>>>

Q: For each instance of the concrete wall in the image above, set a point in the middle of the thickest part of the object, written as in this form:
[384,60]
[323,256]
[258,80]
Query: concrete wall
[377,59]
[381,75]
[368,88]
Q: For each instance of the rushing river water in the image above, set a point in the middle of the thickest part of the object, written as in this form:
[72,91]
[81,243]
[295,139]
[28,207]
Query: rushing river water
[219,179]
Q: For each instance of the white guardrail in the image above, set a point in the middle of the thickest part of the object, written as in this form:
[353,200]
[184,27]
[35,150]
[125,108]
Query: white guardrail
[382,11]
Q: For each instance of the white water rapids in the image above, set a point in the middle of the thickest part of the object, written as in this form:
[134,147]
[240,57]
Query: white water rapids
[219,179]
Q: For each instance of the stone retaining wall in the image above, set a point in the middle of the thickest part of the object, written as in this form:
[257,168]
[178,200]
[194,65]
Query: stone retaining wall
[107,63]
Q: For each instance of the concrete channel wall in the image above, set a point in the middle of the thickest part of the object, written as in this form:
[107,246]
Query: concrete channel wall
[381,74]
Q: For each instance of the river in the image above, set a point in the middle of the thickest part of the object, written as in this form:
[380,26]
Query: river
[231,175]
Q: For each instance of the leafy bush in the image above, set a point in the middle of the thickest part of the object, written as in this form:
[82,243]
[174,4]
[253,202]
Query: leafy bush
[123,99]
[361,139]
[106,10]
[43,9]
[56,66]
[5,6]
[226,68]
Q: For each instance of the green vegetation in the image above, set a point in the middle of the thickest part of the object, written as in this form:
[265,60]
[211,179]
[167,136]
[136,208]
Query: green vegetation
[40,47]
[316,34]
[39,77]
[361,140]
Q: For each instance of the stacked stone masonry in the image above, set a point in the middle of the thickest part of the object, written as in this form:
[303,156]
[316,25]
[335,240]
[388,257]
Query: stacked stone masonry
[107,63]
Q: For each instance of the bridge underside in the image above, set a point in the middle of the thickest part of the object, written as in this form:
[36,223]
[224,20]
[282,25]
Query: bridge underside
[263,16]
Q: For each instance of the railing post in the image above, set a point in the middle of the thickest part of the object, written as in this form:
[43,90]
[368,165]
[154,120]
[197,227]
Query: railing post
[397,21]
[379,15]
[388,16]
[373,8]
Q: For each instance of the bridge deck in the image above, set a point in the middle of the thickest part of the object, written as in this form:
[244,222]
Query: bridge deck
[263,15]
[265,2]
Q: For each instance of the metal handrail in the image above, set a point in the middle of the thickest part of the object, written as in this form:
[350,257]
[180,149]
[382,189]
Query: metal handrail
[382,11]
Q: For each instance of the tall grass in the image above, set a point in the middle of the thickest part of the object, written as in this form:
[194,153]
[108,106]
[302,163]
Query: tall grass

<<<

Wymagania zadania —
Zmień, proszę, „tall grass” na „dry grass” w rekordach od wiersza z „Q: For each instance of the tall” aż do końca rekordów włącznie. Podaj ponownie tylko te wiersze, resztę pozostawiając bez zmian.

Wynik —
Q: For each instance of the dry grass in the image above, set a point in the middle of the thickest part of the object, written as in this form:
[194,153]
[108,106]
[302,163]
Query: dry grass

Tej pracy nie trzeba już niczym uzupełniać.